## Goal of the exercise
Continue the xsplice patch review below, picking up right after its last line.

## Selected excerpt
····················

Why does this set ->rc, but the two earlier ones only set the local
variable?

> +            if ( other->rc == 0 )
> +                other->state = XSPLICE_STATE_CHECKED;
> +            else
> +            {
> +                rc = -EINVAL;
> +                break;
> +            }
> +        }
> +
> +        if ( rc != -EINVAL )

Perhaps better "rc == 0"?

> +        {
> +            rc = apply_payload(data);
> +            if ( rc == 0 )
> +                data->state = XSPLICE_STATE_APPLIED;
> +        }
> +        break;
> +
> +    default:
> +        rc = -EINVAL;
> +        break;
> +    }
> +
> +    data->rc = rc;

Oh, here it is. But why would an xsplice_work.cmd (which probably
shouldn't make it here anyway) mark the payload having an error?
It didn't change state or anything after all.

> +/*
> + * MUST be holding the payload_lock.
> + */

comment style (another comment I'm not going to repeat any further)

> +static int schedule_work(struct payload *data, uint32_t cmd, uint32_t timeout)
> +{
> +    unsigned int cpu;
> +
> +    ASSERT(spin_is_locked(&payload_lock));

Also the comment above is clearly redundant with this ASSERT().

> +    /* Fail if an operation is already scheduled. */
> +    if ( xsplice_work.do_work )
> +        return -EBUSY;
> +
> +    if ( !get_cpu_maps() )
> +    {
> +        printk(XENLOG_ERR "%s%s: unable to get cpu_maps lock!\n",
> +               XSPLICE, data->name);
> +        return -EBUSY;
> +    }
> +
> +    xsplice_work.cmd = cmd;
> +    xsplice_work.data = data;
> +    xsplice_work.timeout = timeout ?: MILLISECS(30);
> +
> +    dprintk(XENLOG_DEBUG, "%s%s: timeout is %"PRI_stime"ms\n",
> +            XSPLICE, data->name, xsplice_work.timeout / MILLISECS(1));
> +
> +    /*
> +     * Once the patching has been completed, the semaphore value will
> +     * be num_online_cpus()-1.

····················

## Entries
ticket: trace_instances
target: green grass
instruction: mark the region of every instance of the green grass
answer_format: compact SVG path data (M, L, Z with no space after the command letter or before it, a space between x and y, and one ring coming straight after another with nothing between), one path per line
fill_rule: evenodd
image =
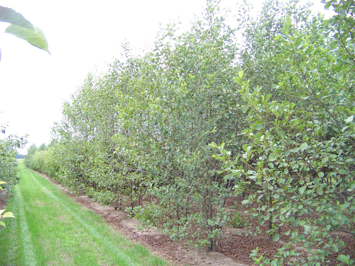
M21 178L0 231L0 265L165 265L59 188L19 166Z

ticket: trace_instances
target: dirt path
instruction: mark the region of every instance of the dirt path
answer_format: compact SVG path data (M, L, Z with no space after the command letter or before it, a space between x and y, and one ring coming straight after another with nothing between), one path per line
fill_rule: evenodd
M144 245L152 251L159 254L172 264L179 265L201 266L248 266L249 264L237 263L233 259L219 252L207 253L197 249L190 250L184 248L181 243L173 242L168 237L155 230L141 232L137 228L139 221L130 218L123 211L115 211L114 207L104 206L86 195L76 196L67 189L52 180L46 175L34 171L80 203L84 207L92 210L103 217L107 222L118 231L124 233L133 241Z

····················

## Task output
> +     */

Is this comment really useful? I.e. is that final value meaningful
for anything?

> +    atomic_set(&xsplice_work.semaphore, -1);
> +    atomic_set(&xsplice_work.irq_semaphore, -1);
> +
> +    xsplice_work.ready = 0;
> +    smp_wmb();
> +    xsplice_work.do_work = 1;
> +    smp_wmb();
> +    /*
> +     * Above smp_wmb() gives us an compiler barrier, as we MUST do this
> +     * after setting the global structure.
> +     */

"a compiler barrier"

> +static int mask_nmi_callback(const struct cpu_user_regs *regs, int cpu)
> +{
> +    /* TODO: Handle missing NMI/MCE.*/
> +    return 1;
> +}

Aren't we in common code here?

> +void check_for_xsplice_work(void)
> +{
> +    unsigned int cpu = smp_processor_id();
> +    nmi_callback_t saved_nmi_callback;

This again looks very x86-ish.

> +    s_time_t timeout;
> +    unsigned long flags;
> +
> +    /* Fast path: no work to do. */
> +    if ( !per_cpu(work_to_do, cpu ) )
> +        return;
> +
> +    /* In case we aborted, other CPUs can skip right away. */
> +    if ( (!xsplice_work.do_work) )

Stray parentheses.

> +    {
> +        per_cpu(work_to_do, cpu) = 0;
> +        return;
> +    }
> +
> +    ASSERT(local_irq_is_enabled());
> +
> +    /* Set at -1, so will go up to num_online_cpus - 1. */
> +    if ( atomic_inc_and_test(&xsplice_work.semaphore) )
> +    {
> +        struct payload *p;
> +        unsigned int total_cpus;
> +
> +        p = xsplice_work.data;
> +        if ( !get_cpu_maps() )
> +        {
> +            printk(XENLOG_ERR "%s%s: CPU%u - unable to get cpu_maps lock!\n",
> +                   XSPLICE, p->name, cpu);
> +            per_cpu(work_to_do, cpu) = 0;
> +            xsplice_work.data->rc = -EBUSY;
> +            xsplice_work.do_work = 0;

On x86 such possibly simultaneous accesses may be okay, but is
that universally the case? Wouldn't it better be only the monarch
which updates shared data?

> +            /*
> +             * Do NOT decrement semaphore down - as that may cause the other
> +             * CPU (which may be at this exact moment checking the ASSERT)

Which ASSERT()? (I guess the one a few lines up - but does that
matter?)

> +             * to assume the role of master and then needlessly time out
> +             * out (as do_work is zero).
> +             */
> +            return;
> +        }
> +
> +        barrier(); /* MUST do it after get_cpu_maps. */
> +        total_cpus = num_online_cpus() - 1;

Considering this the variable (and earlier function parameter) is
misnamed.

> +        if ( total_cpus )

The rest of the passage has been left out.